• SHORT PROBLEM
Write out, unchanged, the lines from the one holding "TARGET: palm tree" to the close of the listing. Both the first and last lines belong in it.

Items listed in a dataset
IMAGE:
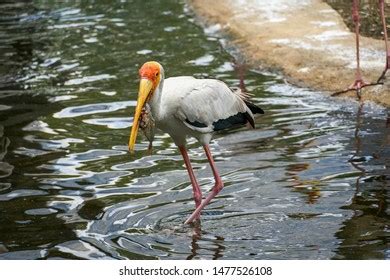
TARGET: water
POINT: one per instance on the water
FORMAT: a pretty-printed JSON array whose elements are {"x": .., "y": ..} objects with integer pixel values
[{"x": 310, "y": 182}]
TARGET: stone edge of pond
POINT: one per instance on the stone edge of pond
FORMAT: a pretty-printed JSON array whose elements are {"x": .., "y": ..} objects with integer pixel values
[{"x": 308, "y": 42}]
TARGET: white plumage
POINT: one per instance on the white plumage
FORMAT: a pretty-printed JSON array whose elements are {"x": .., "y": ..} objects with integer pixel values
[
  {"x": 185, "y": 106},
  {"x": 185, "y": 100}
]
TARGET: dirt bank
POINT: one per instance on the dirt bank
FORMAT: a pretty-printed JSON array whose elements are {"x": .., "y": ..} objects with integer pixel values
[{"x": 305, "y": 39}]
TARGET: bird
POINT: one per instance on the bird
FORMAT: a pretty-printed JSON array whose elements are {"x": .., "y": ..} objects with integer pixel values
[{"x": 184, "y": 107}]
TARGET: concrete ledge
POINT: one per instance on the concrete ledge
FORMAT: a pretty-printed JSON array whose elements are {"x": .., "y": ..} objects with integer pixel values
[{"x": 305, "y": 39}]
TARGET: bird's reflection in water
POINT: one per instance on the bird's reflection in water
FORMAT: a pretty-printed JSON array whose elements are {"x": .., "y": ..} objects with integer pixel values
[
  {"x": 217, "y": 247},
  {"x": 356, "y": 157}
]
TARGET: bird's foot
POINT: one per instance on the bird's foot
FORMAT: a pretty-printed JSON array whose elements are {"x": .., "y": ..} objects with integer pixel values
[
  {"x": 196, "y": 214},
  {"x": 382, "y": 77}
]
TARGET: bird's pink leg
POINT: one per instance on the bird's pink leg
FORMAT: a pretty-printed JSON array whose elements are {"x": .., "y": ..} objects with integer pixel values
[
  {"x": 214, "y": 191},
  {"x": 359, "y": 82},
  {"x": 383, "y": 18},
  {"x": 195, "y": 186}
]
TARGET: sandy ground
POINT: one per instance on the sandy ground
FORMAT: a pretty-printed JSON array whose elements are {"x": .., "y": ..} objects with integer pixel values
[{"x": 304, "y": 39}]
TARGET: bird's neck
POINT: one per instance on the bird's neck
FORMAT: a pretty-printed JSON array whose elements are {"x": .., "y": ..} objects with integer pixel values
[{"x": 155, "y": 101}]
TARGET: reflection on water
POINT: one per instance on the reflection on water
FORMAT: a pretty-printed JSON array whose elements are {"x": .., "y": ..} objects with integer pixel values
[{"x": 309, "y": 183}]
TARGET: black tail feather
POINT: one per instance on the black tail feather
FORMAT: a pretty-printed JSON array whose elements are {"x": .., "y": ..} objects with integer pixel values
[{"x": 254, "y": 108}]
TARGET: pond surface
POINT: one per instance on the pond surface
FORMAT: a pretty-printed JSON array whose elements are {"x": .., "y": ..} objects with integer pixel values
[{"x": 310, "y": 182}]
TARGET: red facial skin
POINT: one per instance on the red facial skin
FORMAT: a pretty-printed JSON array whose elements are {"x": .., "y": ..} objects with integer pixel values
[{"x": 151, "y": 71}]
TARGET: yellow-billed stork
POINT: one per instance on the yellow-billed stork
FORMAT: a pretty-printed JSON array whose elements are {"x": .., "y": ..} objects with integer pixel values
[{"x": 185, "y": 106}]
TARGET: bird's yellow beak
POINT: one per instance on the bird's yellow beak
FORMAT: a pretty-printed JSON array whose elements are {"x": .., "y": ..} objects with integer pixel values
[{"x": 145, "y": 90}]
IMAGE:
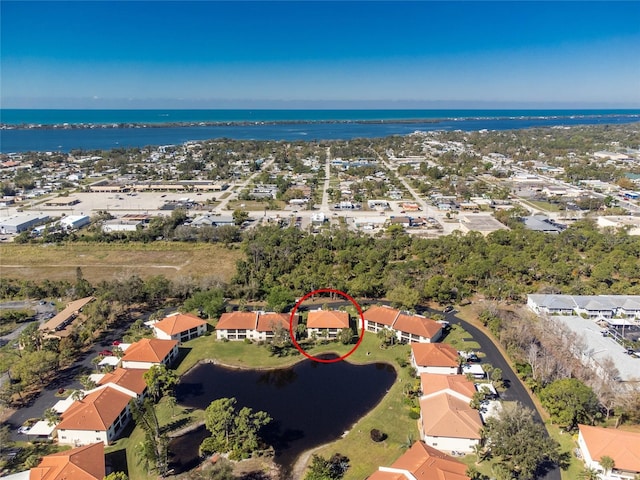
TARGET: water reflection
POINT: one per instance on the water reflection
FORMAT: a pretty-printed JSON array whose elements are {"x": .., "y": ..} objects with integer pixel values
[{"x": 311, "y": 403}]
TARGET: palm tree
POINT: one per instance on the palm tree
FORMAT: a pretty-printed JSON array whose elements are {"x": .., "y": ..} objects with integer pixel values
[
  {"x": 607, "y": 463},
  {"x": 590, "y": 474},
  {"x": 52, "y": 417},
  {"x": 408, "y": 442}
]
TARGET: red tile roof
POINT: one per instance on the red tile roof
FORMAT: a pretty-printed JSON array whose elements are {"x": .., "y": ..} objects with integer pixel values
[
  {"x": 267, "y": 321},
  {"x": 623, "y": 447},
  {"x": 434, "y": 355},
  {"x": 425, "y": 463},
  {"x": 96, "y": 411},
  {"x": 381, "y": 314},
  {"x": 433, "y": 383},
  {"x": 447, "y": 416},
  {"x": 417, "y": 325},
  {"x": 327, "y": 319},
  {"x": 83, "y": 463},
  {"x": 151, "y": 350},
  {"x": 237, "y": 321},
  {"x": 129, "y": 378},
  {"x": 181, "y": 322}
]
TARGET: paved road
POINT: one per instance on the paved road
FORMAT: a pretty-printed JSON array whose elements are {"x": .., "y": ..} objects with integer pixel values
[{"x": 515, "y": 390}]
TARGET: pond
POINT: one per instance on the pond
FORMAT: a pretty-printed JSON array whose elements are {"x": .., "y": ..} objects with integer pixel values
[{"x": 311, "y": 403}]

• REPLY TO THE TASK
TARGET: palm tree
POINT: one per instance on the palm tree
FORMAT: a pretty-printed JSON array whose elements are {"x": .., "y": ..} objects with integer pixel values
[
  {"x": 607, "y": 463},
  {"x": 590, "y": 474},
  {"x": 52, "y": 417},
  {"x": 408, "y": 442}
]
TARGET: red tile roof
POINT: one per instance on the red tile roof
FORMAT: a pretty-printed JSON array whose elements are {"x": .., "y": ..} objects with integer pixel values
[
  {"x": 267, "y": 321},
  {"x": 623, "y": 447},
  {"x": 434, "y": 355},
  {"x": 425, "y": 463},
  {"x": 96, "y": 411},
  {"x": 381, "y": 314},
  {"x": 433, "y": 383},
  {"x": 447, "y": 416},
  {"x": 417, "y": 325},
  {"x": 327, "y": 319},
  {"x": 83, "y": 463},
  {"x": 151, "y": 350},
  {"x": 237, "y": 321},
  {"x": 129, "y": 378},
  {"x": 181, "y": 322}
]
TARGET: paved road
POINT: one per instance on the paved road
FORMAT: a pretty-printed JSON array whose elements are {"x": .., "y": ..} objects with integer pixel values
[{"x": 515, "y": 390}]
TARGET: pond
POINT: one per instance on the pond
FORMAT: a pretty-printed JSON array whose elements are {"x": .., "y": ..} objects with integer pixel values
[{"x": 311, "y": 403}]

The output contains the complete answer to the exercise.